- Dokument:
Bild: Hier wollen die Kandidatinnen und Kandidaten hin: Das Europa-Parlament in…
Berlin wird nach der Europawahl am 26. Mai 2019 fast komplett mit neuen
Gesichtern im Straßburger Parlament vertreten sein. Allein bei der
Linkspartei deutet sich Kontinuität an. Bei den anderen im Abgeordnetenhaus
vertretenen Parteien hingegen – SPD, CDU, Grüne, AfD und FDP – treten an
aussichtsreicher Stelle durchweg nur Frauen und Männer an, die bislang
keine Europaparlamentarier sind.
An diesem Wochenende stellen Grüne und CDU ihre Kandidaten auf. Die SPD hat
sich schon im Juni festgelegt, die FDP folgte vor einer Woche. Die AfD
nominiert Mitte November, die Linkspartei erst Ende Februar. In Politrente
gehen im Mai unter anderem der grüne Verkehrsexperte Michael Cramer und
der frühere CDU-Landeschef Joachim Zeller.

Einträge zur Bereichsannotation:

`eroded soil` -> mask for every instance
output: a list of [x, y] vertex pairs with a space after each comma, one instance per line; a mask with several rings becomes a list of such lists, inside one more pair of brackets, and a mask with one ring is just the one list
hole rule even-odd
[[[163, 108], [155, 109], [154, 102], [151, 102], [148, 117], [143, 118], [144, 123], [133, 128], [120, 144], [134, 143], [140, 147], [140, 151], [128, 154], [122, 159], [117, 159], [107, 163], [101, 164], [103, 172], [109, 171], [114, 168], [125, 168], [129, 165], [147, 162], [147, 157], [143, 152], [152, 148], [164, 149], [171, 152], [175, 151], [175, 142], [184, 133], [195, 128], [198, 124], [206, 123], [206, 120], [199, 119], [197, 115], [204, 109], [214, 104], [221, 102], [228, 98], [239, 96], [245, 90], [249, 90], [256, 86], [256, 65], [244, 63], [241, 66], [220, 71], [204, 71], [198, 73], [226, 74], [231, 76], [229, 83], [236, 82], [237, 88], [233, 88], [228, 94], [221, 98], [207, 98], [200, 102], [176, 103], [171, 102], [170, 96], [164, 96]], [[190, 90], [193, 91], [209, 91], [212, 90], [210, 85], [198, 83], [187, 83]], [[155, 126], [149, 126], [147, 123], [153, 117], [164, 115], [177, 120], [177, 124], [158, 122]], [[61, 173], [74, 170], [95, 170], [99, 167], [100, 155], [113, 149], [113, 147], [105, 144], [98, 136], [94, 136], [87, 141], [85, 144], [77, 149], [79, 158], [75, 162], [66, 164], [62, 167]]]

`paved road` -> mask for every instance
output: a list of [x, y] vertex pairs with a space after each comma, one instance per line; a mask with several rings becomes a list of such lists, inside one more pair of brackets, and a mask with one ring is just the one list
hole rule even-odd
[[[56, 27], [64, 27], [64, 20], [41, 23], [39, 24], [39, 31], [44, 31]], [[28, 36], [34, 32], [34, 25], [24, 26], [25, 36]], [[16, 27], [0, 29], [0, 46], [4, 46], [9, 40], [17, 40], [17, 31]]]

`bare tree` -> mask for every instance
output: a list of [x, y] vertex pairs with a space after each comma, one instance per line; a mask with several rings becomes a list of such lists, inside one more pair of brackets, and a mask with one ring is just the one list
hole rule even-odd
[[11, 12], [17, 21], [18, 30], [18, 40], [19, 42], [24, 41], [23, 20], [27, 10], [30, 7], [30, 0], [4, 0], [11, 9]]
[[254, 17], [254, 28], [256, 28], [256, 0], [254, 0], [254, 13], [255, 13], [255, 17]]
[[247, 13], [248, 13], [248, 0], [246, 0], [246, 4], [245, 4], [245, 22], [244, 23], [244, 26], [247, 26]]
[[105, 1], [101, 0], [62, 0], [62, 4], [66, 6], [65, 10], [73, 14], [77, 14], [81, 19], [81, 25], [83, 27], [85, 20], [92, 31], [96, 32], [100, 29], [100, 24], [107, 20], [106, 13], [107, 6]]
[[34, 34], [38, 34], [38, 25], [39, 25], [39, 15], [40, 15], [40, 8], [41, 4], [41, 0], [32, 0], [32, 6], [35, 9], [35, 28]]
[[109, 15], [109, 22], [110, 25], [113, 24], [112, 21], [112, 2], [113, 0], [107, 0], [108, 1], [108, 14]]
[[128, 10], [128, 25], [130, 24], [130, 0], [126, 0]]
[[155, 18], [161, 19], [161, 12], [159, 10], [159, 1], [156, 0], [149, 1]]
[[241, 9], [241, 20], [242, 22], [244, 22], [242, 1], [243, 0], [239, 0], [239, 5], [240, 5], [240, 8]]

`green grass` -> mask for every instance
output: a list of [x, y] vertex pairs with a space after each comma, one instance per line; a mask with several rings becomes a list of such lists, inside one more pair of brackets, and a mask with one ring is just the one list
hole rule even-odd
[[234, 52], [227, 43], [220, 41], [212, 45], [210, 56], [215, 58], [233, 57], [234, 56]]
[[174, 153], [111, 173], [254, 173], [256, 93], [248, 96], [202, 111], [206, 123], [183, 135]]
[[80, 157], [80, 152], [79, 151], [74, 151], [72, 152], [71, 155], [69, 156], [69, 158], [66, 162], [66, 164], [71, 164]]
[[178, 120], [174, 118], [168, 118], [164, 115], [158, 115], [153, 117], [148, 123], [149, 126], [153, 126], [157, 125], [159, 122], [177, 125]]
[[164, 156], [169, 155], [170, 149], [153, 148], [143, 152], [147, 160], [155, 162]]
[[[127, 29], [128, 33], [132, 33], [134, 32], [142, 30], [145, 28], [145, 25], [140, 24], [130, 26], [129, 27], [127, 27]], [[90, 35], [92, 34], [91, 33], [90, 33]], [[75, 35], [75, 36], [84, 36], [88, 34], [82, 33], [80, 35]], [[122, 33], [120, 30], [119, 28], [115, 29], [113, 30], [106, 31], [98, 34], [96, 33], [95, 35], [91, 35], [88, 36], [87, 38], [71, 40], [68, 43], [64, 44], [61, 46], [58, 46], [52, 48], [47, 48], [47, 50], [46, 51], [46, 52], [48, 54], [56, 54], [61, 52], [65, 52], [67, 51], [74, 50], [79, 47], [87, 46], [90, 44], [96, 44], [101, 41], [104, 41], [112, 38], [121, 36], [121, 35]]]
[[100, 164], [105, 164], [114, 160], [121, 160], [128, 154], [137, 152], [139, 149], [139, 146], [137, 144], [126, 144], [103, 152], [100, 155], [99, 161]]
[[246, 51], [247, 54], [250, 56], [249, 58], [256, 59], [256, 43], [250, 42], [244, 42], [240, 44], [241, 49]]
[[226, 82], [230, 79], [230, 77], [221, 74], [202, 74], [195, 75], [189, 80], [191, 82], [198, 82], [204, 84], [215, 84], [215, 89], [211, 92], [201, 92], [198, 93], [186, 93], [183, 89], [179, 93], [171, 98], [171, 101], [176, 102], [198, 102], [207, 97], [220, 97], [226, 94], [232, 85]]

- Ziel der Aufgabe: Wie könnte der Text über die Berliner Kandidaten zur Europawahl 2019 weitergehen? Schreiben Sie ihn im Anschluss an seinen letzten Satz fort. Die Zeilen sind eigenständiges Material und gehören nicht zum Text.

- Antwort:
Die 96 deutschen Sitze im Europäischen Parlament werden allein über die
Kandidatenlisten der Parteien vergeben, Wahlkreise wie bei Landtags- oder
Bundestagswahlen gibt es nicht. Den meisten Parteien liegt aber durchaus
daran, auf ihrer Liste Kandidaten möglichst vieler Landesverbände
unterzubringen, um bei dem vielen Wählern fernen Thema Europa regional
verankert zu sein.
Die einzige Partei ohne Bundesliste ist die CDU: Weil in Bayern die CSU
antritt, muss sie in jedem der anderen 15 Bundesländer eine Landesliste
aufstellen. Kleinere Landesverbände müssen bangen, einen Sitz für eigene
Leute zu bekommen. Das gilt auch für Berlin, auch wenn die hiesige CDU
stets einen Mann – eine Frau noch nie – im Europaparlament hatte. „Es ist
immer knapp“, sagt Generalsekretär Stefan Evers.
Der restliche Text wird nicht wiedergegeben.